◆ What to produce ◆
Copy all of the records below verbatim, reproducing every line without any change.

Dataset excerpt

↓

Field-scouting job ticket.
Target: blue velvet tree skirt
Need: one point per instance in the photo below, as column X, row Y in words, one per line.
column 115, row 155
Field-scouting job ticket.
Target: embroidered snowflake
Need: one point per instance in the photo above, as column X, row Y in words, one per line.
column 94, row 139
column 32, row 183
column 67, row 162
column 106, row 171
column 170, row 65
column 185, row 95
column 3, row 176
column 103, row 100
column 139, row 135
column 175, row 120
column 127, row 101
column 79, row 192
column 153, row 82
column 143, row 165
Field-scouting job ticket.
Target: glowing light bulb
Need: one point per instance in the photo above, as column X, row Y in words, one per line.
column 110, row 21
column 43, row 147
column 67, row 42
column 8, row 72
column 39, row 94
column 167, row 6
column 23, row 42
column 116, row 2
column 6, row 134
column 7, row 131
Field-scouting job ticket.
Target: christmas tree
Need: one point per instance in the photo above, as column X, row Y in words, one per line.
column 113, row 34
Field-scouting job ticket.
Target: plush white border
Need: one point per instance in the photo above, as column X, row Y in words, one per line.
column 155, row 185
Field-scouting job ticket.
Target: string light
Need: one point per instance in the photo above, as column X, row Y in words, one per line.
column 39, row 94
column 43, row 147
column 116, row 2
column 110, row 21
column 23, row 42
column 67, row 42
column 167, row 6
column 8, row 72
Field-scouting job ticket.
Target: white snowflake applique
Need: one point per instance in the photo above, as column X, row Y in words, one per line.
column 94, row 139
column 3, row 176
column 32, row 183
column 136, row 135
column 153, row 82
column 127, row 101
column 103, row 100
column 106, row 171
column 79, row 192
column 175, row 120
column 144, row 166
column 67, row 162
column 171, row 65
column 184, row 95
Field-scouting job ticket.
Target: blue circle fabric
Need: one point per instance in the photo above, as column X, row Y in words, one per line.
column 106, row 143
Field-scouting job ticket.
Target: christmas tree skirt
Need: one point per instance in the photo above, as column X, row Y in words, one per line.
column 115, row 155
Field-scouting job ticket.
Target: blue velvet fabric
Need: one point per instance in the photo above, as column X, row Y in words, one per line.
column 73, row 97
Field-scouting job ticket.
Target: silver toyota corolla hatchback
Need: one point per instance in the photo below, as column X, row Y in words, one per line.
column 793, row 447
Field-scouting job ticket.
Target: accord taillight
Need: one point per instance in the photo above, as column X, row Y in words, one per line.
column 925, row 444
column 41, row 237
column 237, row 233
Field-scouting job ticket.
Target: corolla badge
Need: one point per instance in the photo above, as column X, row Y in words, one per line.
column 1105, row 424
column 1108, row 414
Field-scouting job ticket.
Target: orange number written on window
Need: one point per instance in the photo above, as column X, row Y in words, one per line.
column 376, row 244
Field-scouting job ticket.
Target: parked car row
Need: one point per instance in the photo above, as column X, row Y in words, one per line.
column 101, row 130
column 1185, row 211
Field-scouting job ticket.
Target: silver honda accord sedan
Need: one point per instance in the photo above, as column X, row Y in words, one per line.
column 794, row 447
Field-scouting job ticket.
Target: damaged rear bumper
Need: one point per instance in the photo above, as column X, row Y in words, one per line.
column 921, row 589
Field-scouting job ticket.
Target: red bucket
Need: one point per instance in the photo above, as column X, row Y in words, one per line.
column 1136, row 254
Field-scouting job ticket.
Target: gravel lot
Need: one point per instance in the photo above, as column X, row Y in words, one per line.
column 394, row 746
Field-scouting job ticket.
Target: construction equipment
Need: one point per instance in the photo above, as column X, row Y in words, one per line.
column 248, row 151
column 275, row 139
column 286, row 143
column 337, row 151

↑

◆ In response ◆
Field-scouting job ticket.
Target: blue velvet tree skirt
Need: one point per instance in the photo below, as column X, row Y in words, one per line.
column 115, row 155
Field-scouting job ticket.
Target: embroidered snowflake
Need: one point per instance in the photo above, as column X, row Y in words, one per line.
column 94, row 139
column 32, row 183
column 67, row 162
column 106, row 171
column 170, row 65
column 185, row 95
column 3, row 176
column 103, row 100
column 139, row 135
column 175, row 120
column 127, row 101
column 79, row 192
column 153, row 82
column 143, row 165
Field-scouting job ticket.
Target: glowing light bulb
Need: one point per instance in the photo above, as column X, row Y in words, one per line.
column 110, row 21
column 43, row 147
column 67, row 42
column 8, row 72
column 39, row 94
column 167, row 6
column 23, row 42
column 116, row 2
column 6, row 134
column 7, row 131
Field-scouting job ticket.
Target: christmas tree
Need: one point per instance in the photo above, as column X, row Y in words, one per line.
column 113, row 34
Field-scouting job ticket.
Target: plush white border
Need: one point per instance in the photo above, as column X, row Y in words, one per line.
column 155, row 185
Field-scouting job ticket.
Target: string light
Need: one point per instance in the photo above, as column X, row Y in words, one per line.
column 39, row 94
column 43, row 147
column 116, row 2
column 110, row 21
column 23, row 42
column 67, row 42
column 167, row 6
column 8, row 72
Field-scouting job ticket.
Target: white snowflake applique
Need: one point per instance in the photo above, as column X, row Y in words, one per line.
column 94, row 139
column 3, row 176
column 32, row 183
column 136, row 135
column 153, row 82
column 127, row 101
column 103, row 100
column 106, row 171
column 79, row 192
column 175, row 120
column 144, row 166
column 67, row 162
column 171, row 65
column 184, row 95
Field-scouting job ticket.
Target: blue circle fabric
Need: one point per instance in the photo above, as column X, row Y in words, one per line.
column 106, row 143
Field-scouting job ticket.
Target: christmas tree skirt
Need: one point per instance in the photo above, as column X, row Y in words, one per line.
column 115, row 155
Field-scouting job ticket.
Target: blue velvet fabric
Need: one point per instance in the photo above, as column X, row Y in words, one per line.
column 73, row 97
Field-scouting job ticket.
Target: silver toyota corolla hatchback
Need: one point per instance in the photo below, as column X, row Y in words, one per line.
column 793, row 447
Field-scouting job ticket.
Target: accord taillight
Need: one point per instance in the photo above, as column X, row Y in words, one per line.
column 925, row 444
column 41, row 237
column 237, row 233
Field-scouting job ticket.
Target: corolla badge
Need: one point per instance in the photo above, as column X, row Y in words, one per line.
column 1105, row 424
column 1108, row 414
Field-scouting job ticket.
Target: orange number written on window
Need: one point per instance in the photo above, as column X, row Y in words, one per line.
column 376, row 244
Field-scouting job ticket.
Target: parked car row
Need: one point per instance in the photo above, as column X, row Y in words, one per line.
column 101, row 130
column 1185, row 211
Field-scouting job ticket.
Target: silver honda accord sedan
Need: one point per instance in the photo above, as column X, row Y in words, one per line.
column 794, row 447
Field-scouting job ticket.
Target: damaged rear bumper
Need: one point per instance in the photo above, as column X, row Y in words, one per line.
column 921, row 589
Field-scouting job ticket.
Target: red bucket
Need: one point per instance in the photo above, as column X, row Y in words, one per line.
column 1136, row 254
Field-scouting job ticket.
Target: gravel lot
Need: one point per instance in the photo above, as column X, row Y in words, one per line.
column 394, row 746
Field-scouting job ticket.
Target: construction equipment
Need: one point per instance in the photo above, as column X, row Y in words, one per line.
column 248, row 151
column 275, row 139
column 286, row 143
column 337, row 151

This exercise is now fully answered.